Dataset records
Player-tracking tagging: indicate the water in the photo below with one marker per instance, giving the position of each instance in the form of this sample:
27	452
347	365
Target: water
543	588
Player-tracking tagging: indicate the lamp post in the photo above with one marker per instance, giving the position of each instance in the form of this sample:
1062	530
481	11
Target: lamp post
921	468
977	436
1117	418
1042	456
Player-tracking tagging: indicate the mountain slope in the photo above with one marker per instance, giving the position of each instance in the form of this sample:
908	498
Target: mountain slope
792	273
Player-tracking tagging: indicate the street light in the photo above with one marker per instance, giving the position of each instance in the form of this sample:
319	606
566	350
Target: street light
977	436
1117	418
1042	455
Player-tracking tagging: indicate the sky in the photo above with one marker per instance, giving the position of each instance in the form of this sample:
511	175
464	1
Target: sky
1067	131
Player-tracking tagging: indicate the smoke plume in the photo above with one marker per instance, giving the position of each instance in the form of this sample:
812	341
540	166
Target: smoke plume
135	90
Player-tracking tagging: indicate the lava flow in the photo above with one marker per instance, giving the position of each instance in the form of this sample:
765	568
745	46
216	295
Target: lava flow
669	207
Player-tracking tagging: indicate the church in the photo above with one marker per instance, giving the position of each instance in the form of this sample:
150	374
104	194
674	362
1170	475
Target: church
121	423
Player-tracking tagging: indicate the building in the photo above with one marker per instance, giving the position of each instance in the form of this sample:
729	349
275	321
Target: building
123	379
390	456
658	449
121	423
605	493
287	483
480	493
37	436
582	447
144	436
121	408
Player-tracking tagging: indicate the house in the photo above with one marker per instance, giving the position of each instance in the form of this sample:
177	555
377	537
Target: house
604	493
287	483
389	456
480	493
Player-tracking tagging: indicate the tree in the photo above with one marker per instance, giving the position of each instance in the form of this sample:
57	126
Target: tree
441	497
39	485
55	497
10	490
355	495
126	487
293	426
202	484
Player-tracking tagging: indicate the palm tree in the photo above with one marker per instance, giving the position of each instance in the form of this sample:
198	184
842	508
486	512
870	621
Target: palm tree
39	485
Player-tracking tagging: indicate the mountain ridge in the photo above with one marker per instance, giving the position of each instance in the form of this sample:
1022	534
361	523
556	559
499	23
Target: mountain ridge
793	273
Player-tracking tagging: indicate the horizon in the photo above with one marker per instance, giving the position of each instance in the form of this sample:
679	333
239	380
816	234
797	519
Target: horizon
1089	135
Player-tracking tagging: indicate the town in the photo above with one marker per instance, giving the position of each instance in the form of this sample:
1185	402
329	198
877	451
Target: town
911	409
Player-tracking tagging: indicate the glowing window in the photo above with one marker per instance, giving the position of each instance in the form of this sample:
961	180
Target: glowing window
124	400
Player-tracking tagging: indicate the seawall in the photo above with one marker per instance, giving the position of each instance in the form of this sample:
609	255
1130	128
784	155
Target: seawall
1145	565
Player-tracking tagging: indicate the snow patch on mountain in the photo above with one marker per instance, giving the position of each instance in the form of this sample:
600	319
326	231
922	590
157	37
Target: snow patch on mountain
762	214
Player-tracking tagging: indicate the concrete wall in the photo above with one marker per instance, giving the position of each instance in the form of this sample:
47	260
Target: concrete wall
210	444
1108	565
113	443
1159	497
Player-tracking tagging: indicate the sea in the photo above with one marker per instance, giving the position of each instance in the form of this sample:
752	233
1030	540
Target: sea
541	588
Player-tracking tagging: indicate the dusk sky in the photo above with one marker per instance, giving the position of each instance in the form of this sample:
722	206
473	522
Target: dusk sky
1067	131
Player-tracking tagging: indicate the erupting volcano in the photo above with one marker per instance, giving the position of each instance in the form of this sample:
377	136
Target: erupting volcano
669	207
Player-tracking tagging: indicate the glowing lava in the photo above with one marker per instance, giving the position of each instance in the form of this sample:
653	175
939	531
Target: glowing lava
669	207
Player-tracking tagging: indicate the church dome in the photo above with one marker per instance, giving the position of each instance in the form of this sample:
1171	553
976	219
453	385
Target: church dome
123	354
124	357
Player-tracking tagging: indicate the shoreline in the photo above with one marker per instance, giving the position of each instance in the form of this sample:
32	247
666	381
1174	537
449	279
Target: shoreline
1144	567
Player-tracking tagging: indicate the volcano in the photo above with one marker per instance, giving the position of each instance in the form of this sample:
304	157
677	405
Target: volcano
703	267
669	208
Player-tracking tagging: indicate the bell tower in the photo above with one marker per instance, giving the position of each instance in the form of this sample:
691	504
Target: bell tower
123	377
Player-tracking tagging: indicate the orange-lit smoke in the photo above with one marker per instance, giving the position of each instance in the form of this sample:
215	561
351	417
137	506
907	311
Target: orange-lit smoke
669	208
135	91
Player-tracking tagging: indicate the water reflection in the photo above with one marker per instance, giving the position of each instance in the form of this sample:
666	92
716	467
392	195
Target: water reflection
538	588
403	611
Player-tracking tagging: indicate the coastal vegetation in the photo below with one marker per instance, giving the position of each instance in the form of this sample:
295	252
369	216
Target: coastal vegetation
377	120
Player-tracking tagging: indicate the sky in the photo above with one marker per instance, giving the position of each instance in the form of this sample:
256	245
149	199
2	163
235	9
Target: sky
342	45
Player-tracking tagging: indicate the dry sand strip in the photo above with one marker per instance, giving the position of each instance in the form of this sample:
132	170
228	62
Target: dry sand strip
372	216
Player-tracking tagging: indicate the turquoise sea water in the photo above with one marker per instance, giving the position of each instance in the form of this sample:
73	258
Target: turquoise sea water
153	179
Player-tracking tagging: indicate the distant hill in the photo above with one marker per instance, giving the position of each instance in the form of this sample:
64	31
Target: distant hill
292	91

STATED EXERCISE. Reproduce everything from the line containing "Player-tracking tagging: indicate the distant" down to the end of the entries, requests included. Shift each answer coordinate by adding 112 to it, and leave the requests and their format samples unchanged.

COMPLETE OUTPUT.
Player-tracking tagging: indicate the distant hill in the photo above with one marker per instance, giving the position of each instance in the form of this sample:
64	31
Target: distant hill
404	203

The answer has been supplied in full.